## start Text
Let’s start with some basic hypothetical code examples.

Strings

# variable_type variable_name = statement
String greeting = 'Hello, world'
String another_string = String.new('Also a string')
print greeting # 'Hello, world'
greeting.class # String
greeting.length # length is a property, not a function

# Single quoted strings are "raw" strings. Double quoted string can
# contain special escape sequences. Single quoted string are a
# little bit more efficient if you don't need those sequences.
print "hello\tworld" # 'hello	world'
print 'hello\tworld' # 'hello\tworld'

# String interpolating is not supported, since this often leads to
# unreadable strings. Use string formatting instead:
print 'Hello, %s'.format('World')
print 'Name: %(name)s, age: %(id)d'.format(name='Kevin', age=29)

Numbers

Int one = 1
Float third = 0.3
print one # 1
String one_string = one.to_s()
print one_string # '1'

Lists and ranges

List my_list = ['a', 1, another_object]
my_list.length
print my_list[0]

List my_range = [1..3]
# this includes the end number, so the same as [1, 2, 3]

# You can create a list with an infinite length.
# This can be used in place of the while(True) syntax
# seen in other languages (see also Enumeration, below)
List my_infinite range = [0..]

# Since all lists are (yield) generators, this infinite
# list doesn't use infinite memory.
## end Text
▶ Set exercise
In the hypothetical code text:
(a) What can double quoted strings contain that single quoted strings cannot?
(b) Which list is [1..3] the same as?
(c) Why doesn't the infinite list use infinite memory?
The items that follow have no connection to the text.
## start Recorded information
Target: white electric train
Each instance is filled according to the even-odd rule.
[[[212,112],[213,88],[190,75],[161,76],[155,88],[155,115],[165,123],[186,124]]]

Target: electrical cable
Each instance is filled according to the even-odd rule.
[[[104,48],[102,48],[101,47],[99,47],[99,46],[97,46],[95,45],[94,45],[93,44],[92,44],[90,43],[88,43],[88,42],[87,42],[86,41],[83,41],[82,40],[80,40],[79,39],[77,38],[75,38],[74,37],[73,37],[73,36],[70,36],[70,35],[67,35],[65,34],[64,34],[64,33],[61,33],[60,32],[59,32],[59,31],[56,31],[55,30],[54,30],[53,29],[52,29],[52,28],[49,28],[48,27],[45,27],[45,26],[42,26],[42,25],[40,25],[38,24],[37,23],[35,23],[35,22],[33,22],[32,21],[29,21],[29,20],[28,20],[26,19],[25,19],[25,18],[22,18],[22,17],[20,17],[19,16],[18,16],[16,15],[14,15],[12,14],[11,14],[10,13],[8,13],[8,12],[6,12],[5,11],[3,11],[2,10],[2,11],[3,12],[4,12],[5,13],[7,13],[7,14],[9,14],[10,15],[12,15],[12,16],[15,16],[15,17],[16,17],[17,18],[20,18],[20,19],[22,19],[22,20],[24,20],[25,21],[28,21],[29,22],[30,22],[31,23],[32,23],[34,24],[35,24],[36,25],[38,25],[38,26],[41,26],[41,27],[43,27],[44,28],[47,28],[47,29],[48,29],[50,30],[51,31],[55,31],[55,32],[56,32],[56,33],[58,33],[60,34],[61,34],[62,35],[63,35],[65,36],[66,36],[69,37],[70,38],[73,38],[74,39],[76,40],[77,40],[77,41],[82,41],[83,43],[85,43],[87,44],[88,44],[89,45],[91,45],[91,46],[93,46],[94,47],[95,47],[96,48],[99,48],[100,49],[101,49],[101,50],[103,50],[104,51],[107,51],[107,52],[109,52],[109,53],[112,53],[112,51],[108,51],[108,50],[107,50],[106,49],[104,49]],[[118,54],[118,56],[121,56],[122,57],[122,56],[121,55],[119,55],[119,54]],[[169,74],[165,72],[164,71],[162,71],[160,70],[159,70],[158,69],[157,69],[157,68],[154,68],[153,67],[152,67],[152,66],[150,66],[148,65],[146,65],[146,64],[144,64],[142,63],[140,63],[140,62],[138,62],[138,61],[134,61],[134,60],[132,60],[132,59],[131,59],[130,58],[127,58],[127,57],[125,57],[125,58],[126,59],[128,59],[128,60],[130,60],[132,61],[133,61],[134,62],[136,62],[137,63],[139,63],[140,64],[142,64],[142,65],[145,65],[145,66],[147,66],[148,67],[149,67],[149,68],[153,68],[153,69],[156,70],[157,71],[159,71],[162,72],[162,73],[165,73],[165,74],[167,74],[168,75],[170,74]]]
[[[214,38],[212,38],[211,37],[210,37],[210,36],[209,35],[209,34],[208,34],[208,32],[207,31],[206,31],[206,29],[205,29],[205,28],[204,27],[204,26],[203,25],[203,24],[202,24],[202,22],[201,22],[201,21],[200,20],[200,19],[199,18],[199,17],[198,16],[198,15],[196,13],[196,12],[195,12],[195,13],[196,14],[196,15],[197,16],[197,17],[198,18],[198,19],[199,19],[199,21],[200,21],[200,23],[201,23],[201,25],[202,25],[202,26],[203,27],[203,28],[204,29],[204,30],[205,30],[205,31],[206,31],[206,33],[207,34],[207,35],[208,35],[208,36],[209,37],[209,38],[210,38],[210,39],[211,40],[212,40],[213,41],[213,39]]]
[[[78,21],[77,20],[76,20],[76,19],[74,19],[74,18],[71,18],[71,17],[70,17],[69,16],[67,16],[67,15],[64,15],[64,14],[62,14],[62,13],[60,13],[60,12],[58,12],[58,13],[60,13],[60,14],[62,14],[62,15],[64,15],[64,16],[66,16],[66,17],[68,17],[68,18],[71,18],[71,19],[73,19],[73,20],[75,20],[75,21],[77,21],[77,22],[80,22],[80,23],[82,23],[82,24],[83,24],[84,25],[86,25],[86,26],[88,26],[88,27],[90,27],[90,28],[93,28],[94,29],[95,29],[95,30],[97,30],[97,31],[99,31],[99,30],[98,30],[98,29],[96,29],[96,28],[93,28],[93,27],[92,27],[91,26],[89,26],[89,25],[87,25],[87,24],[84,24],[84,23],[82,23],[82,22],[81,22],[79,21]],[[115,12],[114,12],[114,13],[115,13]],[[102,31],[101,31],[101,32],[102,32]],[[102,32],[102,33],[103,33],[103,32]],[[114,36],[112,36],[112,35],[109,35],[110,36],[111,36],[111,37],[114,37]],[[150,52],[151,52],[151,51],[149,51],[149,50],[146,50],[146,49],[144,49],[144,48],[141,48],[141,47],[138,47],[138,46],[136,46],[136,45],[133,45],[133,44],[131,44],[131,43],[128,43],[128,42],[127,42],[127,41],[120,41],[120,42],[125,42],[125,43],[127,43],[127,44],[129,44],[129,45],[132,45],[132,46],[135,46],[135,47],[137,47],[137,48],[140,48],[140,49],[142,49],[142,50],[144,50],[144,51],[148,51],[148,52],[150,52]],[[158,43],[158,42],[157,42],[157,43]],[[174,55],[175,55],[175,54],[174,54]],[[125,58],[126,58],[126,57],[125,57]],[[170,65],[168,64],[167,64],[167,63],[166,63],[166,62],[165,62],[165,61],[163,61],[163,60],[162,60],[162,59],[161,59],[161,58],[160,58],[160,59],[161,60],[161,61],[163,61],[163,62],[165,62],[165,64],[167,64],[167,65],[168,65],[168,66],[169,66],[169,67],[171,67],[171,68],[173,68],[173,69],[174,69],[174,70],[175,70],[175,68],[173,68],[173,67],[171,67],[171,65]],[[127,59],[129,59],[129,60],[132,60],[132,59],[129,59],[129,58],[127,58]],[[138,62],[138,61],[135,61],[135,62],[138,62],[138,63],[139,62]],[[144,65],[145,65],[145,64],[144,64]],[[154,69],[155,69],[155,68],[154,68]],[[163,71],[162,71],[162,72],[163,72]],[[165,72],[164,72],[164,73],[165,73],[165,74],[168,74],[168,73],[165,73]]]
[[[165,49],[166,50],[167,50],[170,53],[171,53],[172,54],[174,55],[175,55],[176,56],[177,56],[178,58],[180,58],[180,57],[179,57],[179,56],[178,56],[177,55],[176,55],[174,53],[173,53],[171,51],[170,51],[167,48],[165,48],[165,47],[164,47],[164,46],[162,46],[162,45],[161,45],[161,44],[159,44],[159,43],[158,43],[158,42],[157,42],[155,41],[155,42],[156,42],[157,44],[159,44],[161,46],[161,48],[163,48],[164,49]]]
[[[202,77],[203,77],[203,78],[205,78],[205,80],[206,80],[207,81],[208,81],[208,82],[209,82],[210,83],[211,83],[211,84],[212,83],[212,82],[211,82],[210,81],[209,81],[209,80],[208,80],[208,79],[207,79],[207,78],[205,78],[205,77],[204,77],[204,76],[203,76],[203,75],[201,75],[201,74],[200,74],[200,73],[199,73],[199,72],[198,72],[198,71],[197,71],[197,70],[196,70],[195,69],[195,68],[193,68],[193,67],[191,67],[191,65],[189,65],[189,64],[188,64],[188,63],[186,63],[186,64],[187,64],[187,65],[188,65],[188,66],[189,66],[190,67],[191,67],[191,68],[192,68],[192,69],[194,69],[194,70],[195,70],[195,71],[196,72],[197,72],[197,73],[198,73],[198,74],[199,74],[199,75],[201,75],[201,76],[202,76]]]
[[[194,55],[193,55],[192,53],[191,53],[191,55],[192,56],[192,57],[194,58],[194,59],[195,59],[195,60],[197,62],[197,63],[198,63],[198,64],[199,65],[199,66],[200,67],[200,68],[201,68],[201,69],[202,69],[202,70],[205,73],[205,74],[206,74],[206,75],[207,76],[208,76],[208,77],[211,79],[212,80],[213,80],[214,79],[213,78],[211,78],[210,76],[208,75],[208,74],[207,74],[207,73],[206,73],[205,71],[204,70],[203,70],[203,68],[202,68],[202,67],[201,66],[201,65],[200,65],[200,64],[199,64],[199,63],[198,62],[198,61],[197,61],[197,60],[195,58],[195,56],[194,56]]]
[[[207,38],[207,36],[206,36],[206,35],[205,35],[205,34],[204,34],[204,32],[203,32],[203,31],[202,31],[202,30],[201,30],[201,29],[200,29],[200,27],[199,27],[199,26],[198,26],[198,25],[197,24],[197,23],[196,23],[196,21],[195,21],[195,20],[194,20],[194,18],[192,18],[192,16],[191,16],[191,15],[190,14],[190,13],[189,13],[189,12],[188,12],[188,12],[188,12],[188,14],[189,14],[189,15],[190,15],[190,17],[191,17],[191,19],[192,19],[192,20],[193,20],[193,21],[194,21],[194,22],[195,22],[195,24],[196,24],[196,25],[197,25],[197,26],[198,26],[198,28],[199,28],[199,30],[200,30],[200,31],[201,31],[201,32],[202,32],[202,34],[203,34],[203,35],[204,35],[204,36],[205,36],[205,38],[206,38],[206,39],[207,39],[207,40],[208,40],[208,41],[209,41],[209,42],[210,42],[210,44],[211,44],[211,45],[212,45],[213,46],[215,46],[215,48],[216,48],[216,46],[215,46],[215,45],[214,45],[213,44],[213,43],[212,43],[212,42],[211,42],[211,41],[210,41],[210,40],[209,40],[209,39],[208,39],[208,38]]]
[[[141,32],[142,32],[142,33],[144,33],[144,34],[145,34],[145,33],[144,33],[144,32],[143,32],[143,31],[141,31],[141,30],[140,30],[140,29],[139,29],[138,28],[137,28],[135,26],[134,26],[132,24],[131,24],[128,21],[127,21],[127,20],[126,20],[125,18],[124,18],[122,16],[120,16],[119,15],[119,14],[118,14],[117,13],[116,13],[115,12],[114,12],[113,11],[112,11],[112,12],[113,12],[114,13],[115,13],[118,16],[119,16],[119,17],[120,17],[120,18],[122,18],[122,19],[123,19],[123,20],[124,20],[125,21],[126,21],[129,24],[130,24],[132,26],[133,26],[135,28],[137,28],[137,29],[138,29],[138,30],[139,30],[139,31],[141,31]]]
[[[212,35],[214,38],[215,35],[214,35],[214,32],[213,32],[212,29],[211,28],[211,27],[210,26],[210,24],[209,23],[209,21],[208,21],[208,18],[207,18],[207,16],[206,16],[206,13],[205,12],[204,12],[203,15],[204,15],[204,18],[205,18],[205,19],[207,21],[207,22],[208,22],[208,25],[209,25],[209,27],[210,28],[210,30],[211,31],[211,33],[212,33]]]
## end Recorded information
▶ Answer in full
(a) Special escape sequences.
(b) [1, 2, 3].
(c) All lists are (yield) generators.